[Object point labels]
------------------------------------------------------------

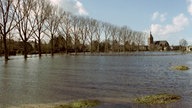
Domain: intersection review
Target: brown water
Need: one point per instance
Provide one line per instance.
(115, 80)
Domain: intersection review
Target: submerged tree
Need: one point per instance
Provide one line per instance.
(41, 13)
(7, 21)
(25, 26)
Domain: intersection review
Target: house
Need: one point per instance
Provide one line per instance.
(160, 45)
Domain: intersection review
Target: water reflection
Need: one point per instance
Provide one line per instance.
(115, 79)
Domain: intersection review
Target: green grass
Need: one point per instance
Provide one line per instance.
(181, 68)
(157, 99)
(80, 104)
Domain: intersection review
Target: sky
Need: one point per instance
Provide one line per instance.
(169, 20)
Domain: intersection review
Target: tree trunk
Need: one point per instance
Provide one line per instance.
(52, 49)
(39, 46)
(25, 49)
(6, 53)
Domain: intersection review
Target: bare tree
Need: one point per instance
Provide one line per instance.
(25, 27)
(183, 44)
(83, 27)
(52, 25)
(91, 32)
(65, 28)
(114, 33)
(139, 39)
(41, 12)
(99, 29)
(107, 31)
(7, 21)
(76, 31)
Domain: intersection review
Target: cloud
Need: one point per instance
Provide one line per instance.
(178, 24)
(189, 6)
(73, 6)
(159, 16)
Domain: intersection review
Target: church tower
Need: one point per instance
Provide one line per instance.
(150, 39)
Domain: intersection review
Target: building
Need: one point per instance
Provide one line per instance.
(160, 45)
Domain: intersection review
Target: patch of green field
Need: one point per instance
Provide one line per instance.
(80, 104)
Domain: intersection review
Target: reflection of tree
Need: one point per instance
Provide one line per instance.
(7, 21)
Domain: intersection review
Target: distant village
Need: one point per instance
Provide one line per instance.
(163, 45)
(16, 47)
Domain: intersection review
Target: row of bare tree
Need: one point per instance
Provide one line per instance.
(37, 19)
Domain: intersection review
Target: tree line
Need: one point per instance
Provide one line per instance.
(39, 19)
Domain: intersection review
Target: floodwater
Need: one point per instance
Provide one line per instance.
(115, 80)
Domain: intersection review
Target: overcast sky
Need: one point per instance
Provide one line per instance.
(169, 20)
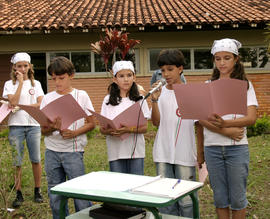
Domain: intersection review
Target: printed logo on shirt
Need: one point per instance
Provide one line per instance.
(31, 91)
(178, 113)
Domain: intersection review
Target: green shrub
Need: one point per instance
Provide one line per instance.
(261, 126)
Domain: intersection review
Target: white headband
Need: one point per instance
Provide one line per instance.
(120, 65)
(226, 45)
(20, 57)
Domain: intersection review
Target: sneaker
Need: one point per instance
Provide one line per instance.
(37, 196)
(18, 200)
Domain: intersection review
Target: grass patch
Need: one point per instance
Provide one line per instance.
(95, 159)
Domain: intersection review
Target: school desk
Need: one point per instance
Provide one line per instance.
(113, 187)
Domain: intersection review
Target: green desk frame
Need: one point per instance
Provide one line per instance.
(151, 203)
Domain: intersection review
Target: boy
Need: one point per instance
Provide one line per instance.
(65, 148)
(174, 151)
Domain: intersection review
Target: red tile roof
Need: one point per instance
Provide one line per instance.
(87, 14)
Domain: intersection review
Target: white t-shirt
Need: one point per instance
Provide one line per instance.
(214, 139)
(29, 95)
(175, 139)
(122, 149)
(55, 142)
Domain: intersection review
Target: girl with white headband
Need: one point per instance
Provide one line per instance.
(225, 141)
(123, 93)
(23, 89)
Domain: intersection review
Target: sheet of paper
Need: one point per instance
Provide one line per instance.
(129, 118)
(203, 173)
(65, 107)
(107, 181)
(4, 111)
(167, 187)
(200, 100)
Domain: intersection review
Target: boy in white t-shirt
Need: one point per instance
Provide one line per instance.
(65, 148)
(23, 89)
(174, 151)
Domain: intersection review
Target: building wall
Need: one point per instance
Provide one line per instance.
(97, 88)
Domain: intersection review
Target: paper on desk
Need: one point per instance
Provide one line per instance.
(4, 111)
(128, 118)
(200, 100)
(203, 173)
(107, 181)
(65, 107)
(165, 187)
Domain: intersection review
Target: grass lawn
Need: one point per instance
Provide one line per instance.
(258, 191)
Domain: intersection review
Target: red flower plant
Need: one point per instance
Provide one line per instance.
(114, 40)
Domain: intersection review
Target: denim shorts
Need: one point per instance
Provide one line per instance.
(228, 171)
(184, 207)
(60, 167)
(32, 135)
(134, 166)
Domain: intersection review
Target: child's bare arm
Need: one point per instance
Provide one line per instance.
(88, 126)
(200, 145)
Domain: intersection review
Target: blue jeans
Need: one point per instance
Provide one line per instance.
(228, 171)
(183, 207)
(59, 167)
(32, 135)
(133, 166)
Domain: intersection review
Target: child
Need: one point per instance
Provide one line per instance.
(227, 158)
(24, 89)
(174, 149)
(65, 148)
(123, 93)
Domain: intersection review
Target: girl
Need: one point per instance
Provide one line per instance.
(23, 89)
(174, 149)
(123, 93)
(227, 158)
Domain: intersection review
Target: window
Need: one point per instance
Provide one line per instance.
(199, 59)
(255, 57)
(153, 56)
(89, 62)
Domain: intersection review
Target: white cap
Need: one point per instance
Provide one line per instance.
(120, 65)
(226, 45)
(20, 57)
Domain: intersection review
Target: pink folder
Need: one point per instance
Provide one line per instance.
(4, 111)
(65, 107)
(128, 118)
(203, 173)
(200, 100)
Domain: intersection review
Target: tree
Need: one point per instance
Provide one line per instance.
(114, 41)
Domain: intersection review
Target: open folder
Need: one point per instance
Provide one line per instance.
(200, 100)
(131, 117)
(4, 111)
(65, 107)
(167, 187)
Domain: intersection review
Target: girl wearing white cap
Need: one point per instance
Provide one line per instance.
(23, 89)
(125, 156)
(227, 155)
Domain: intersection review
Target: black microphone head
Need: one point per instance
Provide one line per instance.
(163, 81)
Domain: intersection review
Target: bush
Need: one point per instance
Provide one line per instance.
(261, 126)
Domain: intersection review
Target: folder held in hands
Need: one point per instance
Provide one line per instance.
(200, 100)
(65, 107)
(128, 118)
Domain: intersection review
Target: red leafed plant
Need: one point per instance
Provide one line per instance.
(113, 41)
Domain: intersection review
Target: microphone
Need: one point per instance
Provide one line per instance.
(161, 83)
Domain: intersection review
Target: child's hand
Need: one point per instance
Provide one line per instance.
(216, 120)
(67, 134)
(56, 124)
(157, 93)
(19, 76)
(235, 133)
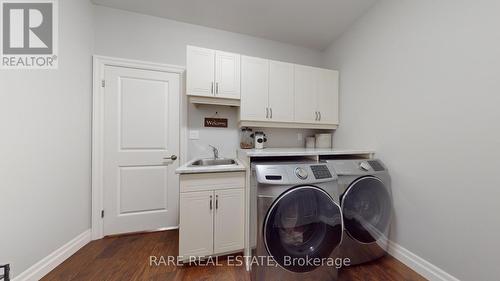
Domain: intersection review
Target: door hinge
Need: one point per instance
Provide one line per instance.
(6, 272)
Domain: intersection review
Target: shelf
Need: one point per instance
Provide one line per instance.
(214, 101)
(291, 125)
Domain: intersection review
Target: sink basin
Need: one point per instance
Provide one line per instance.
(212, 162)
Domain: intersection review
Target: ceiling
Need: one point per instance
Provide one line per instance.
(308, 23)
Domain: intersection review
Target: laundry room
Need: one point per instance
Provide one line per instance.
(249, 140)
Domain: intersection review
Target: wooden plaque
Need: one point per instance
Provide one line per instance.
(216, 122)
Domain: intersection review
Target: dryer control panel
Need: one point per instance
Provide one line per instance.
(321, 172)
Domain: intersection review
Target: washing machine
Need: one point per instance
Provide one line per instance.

------------------------------------------------------------

Problem statement: Return every line of the records exactly as given, pictures excluded.

Expected answer:
Domain: intersection review
Target: brown water
Need: one point per instance
Provide one line per instance.
(115, 80)
Domain: intersection review
Target: submerged tree
Need: one point per instance
Provide one line per instance.
(41, 13)
(7, 21)
(25, 26)
Domain: intersection review
Target: house
Need: one point per instance
Provide one line per instance.
(160, 45)
Domain: intersection review
Target: water reflection
Need: one point per instance
Provide one line per instance.
(115, 79)
Domain: intersection review
Target: green grass
Need: one point per instance
Provide one line per instance.
(181, 68)
(157, 99)
(80, 104)
Domain: intersection review
Target: sky
Need: one point per instance
Provide one line per instance.
(169, 20)
Domain: intersection review
Target: tree trunk
Need: one point per instance
Provide one line per instance.
(52, 49)
(39, 46)
(25, 49)
(6, 53)
Domain: intersection review
Target: bare tree
Need: one point per instance
Provide one line per instance.
(25, 27)
(183, 44)
(83, 27)
(52, 25)
(91, 32)
(65, 28)
(114, 33)
(139, 39)
(41, 12)
(99, 29)
(107, 31)
(7, 21)
(76, 31)
Domain: intersection review
Target: cloud
Need: one point per instance
Provide one line per instance.
(178, 24)
(189, 6)
(73, 6)
(159, 16)
Domain: intersection review
Target: church tower
Need: one point per instance
Provide one line per instance.
(150, 39)
Domain: intersection review
Target: building
Need: one point per instance
Provide one line per instance.
(160, 45)
Domain: intersection review
Target: patch of green field
Need: one point per instance
Provide one line per instance.
(80, 104)
Domain: intersection review
Target: reflection of tree
Need: one point per instance
Provide one line per instance.
(7, 21)
Domain: intersection review
Target: distant village
Need: one point per instance
Provide one line per instance.
(163, 45)
(16, 47)
Domain: intersection review
Target: row of bare tree
Need: one point per instance
Provide one line per instance.
(37, 19)
Domain: intersection review
Target: tree line
Need: one point per instance
Provide one line per instance.
(39, 19)
Domain: intersection review
Target: floodwater
Need: one point per instance
Provide one line per instance.
(115, 80)
Domain: intersection review
Target: overcast sky
Need: one point per instance
Provide one line per instance.
(169, 20)
Domain: intersection review
Target: printed logo on shirt
Need: one point per instance
Provide one line per instance.
(31, 91)
(178, 113)
Domain: intersection review
Target: green shrub
Need: one point per instance
Provide one line per instance.
(261, 126)
Domain: intersection review
Target: white headband
Need: one point per instance
Provide one line per instance.
(120, 65)
(226, 45)
(20, 57)
Domain: intersection review
Target: sneaker
Need: one point per instance
Provide one line per instance.
(37, 196)
(18, 200)
Domain: intersection review
Target: grass patch
Need: one point per instance
Provide one line per instance.
(95, 159)
Domain: intersection review
Target: school desk
Need: one point per instance
Provide one line per instance.
(113, 187)
Domain: intersection review
Target: green desk frame
Need: one point per instance
Provide one line per instance.
(151, 203)
Domain: intersection review
Target: boy
Need: one point per instance
Provide one line per instance.
(65, 148)
(174, 151)
Domain: intersection review
Target: red tile roof
Need: one point per instance
Provide one line per instance.
(87, 14)
Domain: intersection review
Target: white t-shirt
Need: one point per instance
Provide one line per instance.
(214, 139)
(29, 95)
(175, 139)
(122, 149)
(55, 142)
Domain: intersection review
Target: girl with white headband
Need: one point per instance
Provide one line per instance.
(225, 141)
(123, 93)
(23, 89)
Domain: intersection review
Target: sheet of paper
Need: one point per instance
Provide one line per instance.
(129, 118)
(203, 173)
(65, 107)
(107, 181)
(4, 111)
(167, 187)
(200, 100)
Domain: intersection review
Target: boy in white t-shirt
Need: one point per instance
Provide one line per instance.
(65, 148)
(23, 89)
(174, 151)
Domain: intersection review
Target: building wall
Need: one point per instance
Provide one line per instance.
(97, 88)
Domain: intersection review
Target: paper on desk
Need: one point per instance
Provide one line per instance.
(4, 111)
(128, 118)
(200, 100)
(203, 173)
(107, 181)
(65, 107)
(165, 187)
Domain: intersection review
Target: grass lawn
Need: one point per instance
Provide one line per instance.
(258, 191)
Domain: intersection review
Target: red flower plant
Need: one point per instance
Provide one line per instance.
(114, 40)
Domain: intersection review
Target: denim shorts
Need: one point per instance
Provide one line per instance.
(228, 171)
(184, 207)
(60, 167)
(32, 135)
(134, 166)
Domain: intersection review
Target: child's bare arm
Need: one point per instance
Provide one line per instance.
(88, 126)
(200, 145)
Domain: intersection review
Target: blue jeans
Need: one point per instance
Provide one line per instance.
(228, 171)
(183, 207)
(59, 167)
(32, 135)
(133, 166)
Domain: intersection review
Target: child
Need: one point per instance
Provide one line per instance.
(227, 158)
(24, 89)
(174, 149)
(65, 148)
(123, 93)
Domain: intersection review
Target: girl
Need: one point per instance
Provide one line per instance.
(23, 89)
(174, 149)
(123, 93)
(227, 158)
Domain: intersection review
Target: window
Need: one point per instance
Provide one line per instance.
(199, 59)
(255, 57)
(153, 56)
(89, 62)
Domain: intersection review
Target: white cap
Need: one point per instance
Provide one line per instance.
(120, 65)
(226, 45)
(20, 57)
Domain: intersection review
Target: pink folder
Need: one point per instance
Provide one line per instance.
(4, 111)
(65, 107)
(128, 118)
(203, 173)
(200, 100)
Domain: intersection review
Target: tree
Need: one point per instance
Provide one line per instance.
(114, 41)
Domain: intersection review
Target: open folder
Need: one point per instance
Provide one line per instance.
(200, 100)
(131, 117)
(4, 111)
(65, 107)
(167, 187)
Domain: intersection review
Target: girl wearing white cap
Need: one point per instance
Provide one line per instance.
(23, 89)
(125, 156)
(227, 155)
Domain: intersection review
Target: black microphone head
Need: one point per instance
Provide one line per instance.
(163, 81)
Domain: intersection review
Target: bush
Need: one point per instance
Provide one line per instance.
(261, 126)
Domain: intersection review
Target: folder held in hands
Need: one point per instance
Provide one line per instance.
(200, 100)
(65, 107)
(128, 118)
Domain: intersection review
Target: red leafed plant
Need: one point per instance
Provide one line per instance.
(113, 41)
Domain: intersection review
Target: microphone
Need: one point per instance
Provide one line per instance.
(161, 83)
Domain: intersection review
Target: child's hand
Need: one point per instance
Provide one line per instance.
(216, 120)
(67, 134)
(56, 124)
(157, 93)
(19, 76)
(235, 133)
Domain: intersection review
Target: door hinge
Need: one point per instance
Provide one line per instance.
(6, 272)
Domain: intersection review
Target: shelf
Need: one point per instance
Provide one line per instance.
(214, 101)
(291, 125)
Domain: intersection review
Target: sink basin
Need: one point per instance
Provide one line per instance.
(212, 162)
Domain: intersection review
Target: ceiling
Need: one point per instance
Provide one line per instance.
(308, 23)
Domain: intersection review
Target: laundry room
Need: one point per instance
Provide one line per instance.
(249, 140)
Domain: intersection review
Target: wooden plaque
Need: one point per instance
Provide one line per instance.
(216, 122)
Domain: intersection review
Target: dryer control panel
Need: one point per instance
Provide one line per instance.
(321, 172)
Domain: intersection review
Target: washing machine
Need: one point per instance
Provide one line per instance.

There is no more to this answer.